* Request: Please present the data from the line containing "Expected: for every instance of the bare" through the line containing "[[6, 47], [142, 96], [103, 95]]" as a numbered list, leaving out any blank lines.

* Material shown:

::::::

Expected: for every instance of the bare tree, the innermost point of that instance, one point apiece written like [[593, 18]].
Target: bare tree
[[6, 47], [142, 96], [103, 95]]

::::::

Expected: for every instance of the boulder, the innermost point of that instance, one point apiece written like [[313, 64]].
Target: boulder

::::::

* Worked answer:
1. Expected: for every instance of the bare tree, the innermost point of that instance, one point apiece written like [[593, 18]].
2. Target: bare tree
3. [[6, 47], [142, 96], [103, 95]]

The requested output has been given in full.